Task statement - The pictures in the data below are to be omitted; all else must be duplicated exactly.

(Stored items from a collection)
'''
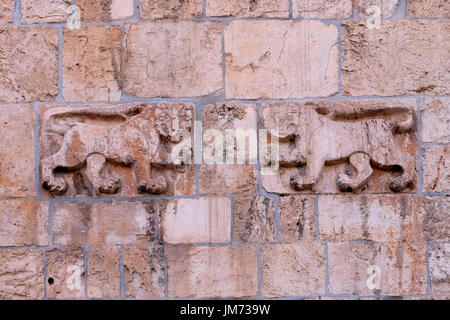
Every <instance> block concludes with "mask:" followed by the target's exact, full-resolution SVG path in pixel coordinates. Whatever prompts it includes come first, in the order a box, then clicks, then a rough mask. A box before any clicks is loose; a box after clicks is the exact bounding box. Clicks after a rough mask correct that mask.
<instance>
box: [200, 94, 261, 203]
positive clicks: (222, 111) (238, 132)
mask: <svg viewBox="0 0 450 320" xmlns="http://www.w3.org/2000/svg"><path fill="white" fill-rule="evenodd" d="M256 119H257V114H256V106H255V105H254V104H239V103H234V102H229V103H217V104H212V105H208V106H206V107H205V108H204V110H203V115H202V131H203V150H202V151H203V163H204V164H202V165H200V178H199V180H200V193H201V194H220V195H223V194H250V193H255V192H256V189H257V175H258V173H257V170H256V161H257V159H256V157H257V120H256ZM225 163H228V164H225ZM244 163H245V164H244Z"/></svg>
'''
Solution for this exercise -
Every <instance> block concludes with "mask:" followed by the target's exact, full-resolution SVG path in pixel coordinates. Whatever prompts it includes come first, in the order a box, then clicks, then a rough mask. A box before any clicks is loose; a box after clicks is the exact bounding box. Clicks after a rough mask correct that mask.
<instance>
box: [200, 94, 261, 203]
positive clicks: (222, 111) (238, 132)
mask: <svg viewBox="0 0 450 320" xmlns="http://www.w3.org/2000/svg"><path fill="white" fill-rule="evenodd" d="M256 119H257V114H256V106H255V105H254V104H239V103H234V102H229V103H217V104H212V105H208V106H206V107H205V108H204V110H203V115H202V131H203V150H202V151H203V163H204V164H202V165H200V178H199V180H200V193H201V194H220V195H223V194H250V193H255V192H256V189H257V175H258V173H257V170H256V161H257V159H256V157H257V120H256ZM225 163H228V164H225ZM244 163H245V164H244Z"/></svg>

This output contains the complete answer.